======== SELECTED EXTRACT ========

TAMPA - The number of indictments in civil cases has increased since 2007, along with the amount of money seized in fraud cases, the U.S. attorney's office said Thursday.

"It's been a banner year," interim U.S. Attorney Robert E. O'Neill said. "We've had more indictments than we've ever had before."

The U.S. attorney's office handed down 494 indictments in Tampa in 2008, up from 456 last year. For the entire Middle District of Florida, federal prosecutors issued 1,375 indictments, up from 1,148.

The federal agency seized $16.5 million in assets, a $2 million increase from 2007. The U.S. attorney's office's financial litigation unit collected more than $9.8 million. Of that number, more than $3 million was connected to health care fraud, according to a preliminary report released Thursday.

Also, $11.3 million was recovered by the office's affirmative civil enforcement unit, a department that focuses on fraud that affects federal programs and the health care industry. This year, the department recovered $7.4 million from a pharmaceutical company for the improper sale of prescription drugs to Internet pharmacies and $3 million in cash from a roofing contractor that performed shoddy work at the officer's club at Patrick Air Force Base in Cape Canaveral.

The total amount of money seized — more than $36 million — exceeds the office's budget of $20 million, O'Neill said.

"When you bring in double of what you expend, the taxpayers are being served," O'Neill said.

He pointed out three factors that led to the upswing in indictments and money seized: a good relationship with local law enforcement agencies, the hiring of 25 new prosecutors over the past year, and the more tenured prosecutors "taking stock of what they have" and realizing they have a good job and have a chance in making a difference.

The youth and energy of the new hires appears to have rubbed off on the elder prosecutors, O'Neill said.

"When you have an influx of new people, the energy level goes up," he said.

The U.S. attorney's office expects to release a more detailed report in about a month, spokesman Steve Cole said.

========

TASK REQUIREMENTS:
a: According to the Tampa news report, how many new prosecutors were hired over the past year?
b: Transcribe the passage of the Tampa news report that opens with the words containing "Also, $11.3 million" and closes with "in Cape Canaveral.".
The records come from a source unrelated to the Tampa news report.

======== LISTED RECORDS ========

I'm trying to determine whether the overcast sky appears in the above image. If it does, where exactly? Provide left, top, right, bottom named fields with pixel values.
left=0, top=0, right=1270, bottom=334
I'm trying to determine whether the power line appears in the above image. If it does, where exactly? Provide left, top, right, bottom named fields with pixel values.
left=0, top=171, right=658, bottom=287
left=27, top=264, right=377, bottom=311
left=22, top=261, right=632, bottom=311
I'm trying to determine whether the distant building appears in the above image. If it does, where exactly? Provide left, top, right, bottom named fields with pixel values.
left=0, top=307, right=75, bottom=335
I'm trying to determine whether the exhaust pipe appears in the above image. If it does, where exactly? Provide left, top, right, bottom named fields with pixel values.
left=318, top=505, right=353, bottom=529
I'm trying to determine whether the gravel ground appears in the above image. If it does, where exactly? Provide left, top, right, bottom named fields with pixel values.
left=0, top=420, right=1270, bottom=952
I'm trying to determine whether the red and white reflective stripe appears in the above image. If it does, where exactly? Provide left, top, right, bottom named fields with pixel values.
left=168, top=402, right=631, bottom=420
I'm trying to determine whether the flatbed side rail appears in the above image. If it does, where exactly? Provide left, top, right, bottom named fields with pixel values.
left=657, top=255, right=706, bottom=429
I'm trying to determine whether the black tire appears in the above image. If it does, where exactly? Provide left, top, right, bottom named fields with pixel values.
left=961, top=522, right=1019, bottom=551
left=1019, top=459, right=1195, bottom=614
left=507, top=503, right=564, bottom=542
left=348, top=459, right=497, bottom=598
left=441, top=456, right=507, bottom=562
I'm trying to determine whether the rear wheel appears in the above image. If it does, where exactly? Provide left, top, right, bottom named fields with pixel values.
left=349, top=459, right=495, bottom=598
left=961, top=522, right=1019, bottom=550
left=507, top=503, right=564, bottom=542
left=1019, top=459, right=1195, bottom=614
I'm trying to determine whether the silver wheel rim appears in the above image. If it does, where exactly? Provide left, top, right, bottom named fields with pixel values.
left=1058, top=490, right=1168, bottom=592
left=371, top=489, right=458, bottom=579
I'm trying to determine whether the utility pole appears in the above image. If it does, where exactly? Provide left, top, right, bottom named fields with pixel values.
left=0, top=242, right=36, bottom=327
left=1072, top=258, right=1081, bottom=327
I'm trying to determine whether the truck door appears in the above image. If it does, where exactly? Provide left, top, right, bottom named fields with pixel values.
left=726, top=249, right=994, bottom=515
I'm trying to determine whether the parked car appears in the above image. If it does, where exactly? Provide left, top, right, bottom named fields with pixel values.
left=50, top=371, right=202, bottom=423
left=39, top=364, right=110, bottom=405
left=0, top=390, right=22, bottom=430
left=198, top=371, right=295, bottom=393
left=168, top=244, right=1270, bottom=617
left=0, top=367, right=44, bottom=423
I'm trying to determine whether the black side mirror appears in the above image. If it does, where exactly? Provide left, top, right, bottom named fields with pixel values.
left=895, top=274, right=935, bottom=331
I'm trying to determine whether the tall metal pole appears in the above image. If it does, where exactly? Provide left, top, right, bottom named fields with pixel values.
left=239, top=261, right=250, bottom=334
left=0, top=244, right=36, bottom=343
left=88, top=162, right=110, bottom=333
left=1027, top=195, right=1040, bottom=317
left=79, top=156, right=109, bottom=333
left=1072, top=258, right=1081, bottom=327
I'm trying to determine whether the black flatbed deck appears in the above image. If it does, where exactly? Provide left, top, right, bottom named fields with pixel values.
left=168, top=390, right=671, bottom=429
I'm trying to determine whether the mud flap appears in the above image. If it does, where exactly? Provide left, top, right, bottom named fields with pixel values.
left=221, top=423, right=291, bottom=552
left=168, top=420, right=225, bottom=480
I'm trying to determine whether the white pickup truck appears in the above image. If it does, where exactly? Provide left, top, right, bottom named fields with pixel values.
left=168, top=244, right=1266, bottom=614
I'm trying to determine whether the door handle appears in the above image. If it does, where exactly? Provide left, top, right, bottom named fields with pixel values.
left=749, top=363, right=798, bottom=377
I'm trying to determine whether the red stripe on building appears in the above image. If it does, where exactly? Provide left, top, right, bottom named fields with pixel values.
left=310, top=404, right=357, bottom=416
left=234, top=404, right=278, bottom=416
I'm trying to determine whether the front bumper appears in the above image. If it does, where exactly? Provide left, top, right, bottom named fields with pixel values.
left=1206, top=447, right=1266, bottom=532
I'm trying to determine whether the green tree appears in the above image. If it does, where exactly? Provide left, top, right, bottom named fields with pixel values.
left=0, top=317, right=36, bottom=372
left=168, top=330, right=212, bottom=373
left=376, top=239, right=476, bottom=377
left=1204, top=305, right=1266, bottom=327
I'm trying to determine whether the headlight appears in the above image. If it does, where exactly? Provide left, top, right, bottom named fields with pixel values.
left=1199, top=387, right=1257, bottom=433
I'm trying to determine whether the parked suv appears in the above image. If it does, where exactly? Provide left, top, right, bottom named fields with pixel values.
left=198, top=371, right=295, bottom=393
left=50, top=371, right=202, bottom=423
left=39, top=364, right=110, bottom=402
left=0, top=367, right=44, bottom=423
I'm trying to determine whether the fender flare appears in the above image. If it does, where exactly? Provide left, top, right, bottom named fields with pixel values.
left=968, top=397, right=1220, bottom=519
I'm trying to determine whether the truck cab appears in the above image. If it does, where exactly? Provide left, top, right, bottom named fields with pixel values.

========

PER-TASK OUTPUTS:
a: 25 new prosecutors were hired.

b:
Also, $11.3 million was recovered by the office's affirmative civil enforcement unit, a department that focuses on fraud that affects federal programs and the health care industry. This year, the department recovered $7.4 million from a pharmaceutical company for the improper sale of prescription drugs to Internet pharmacies and $3 million in cash from a roofing contractor that performed shoddy work at the officer's club at Patrick Air Force Base in Cape Canaveral.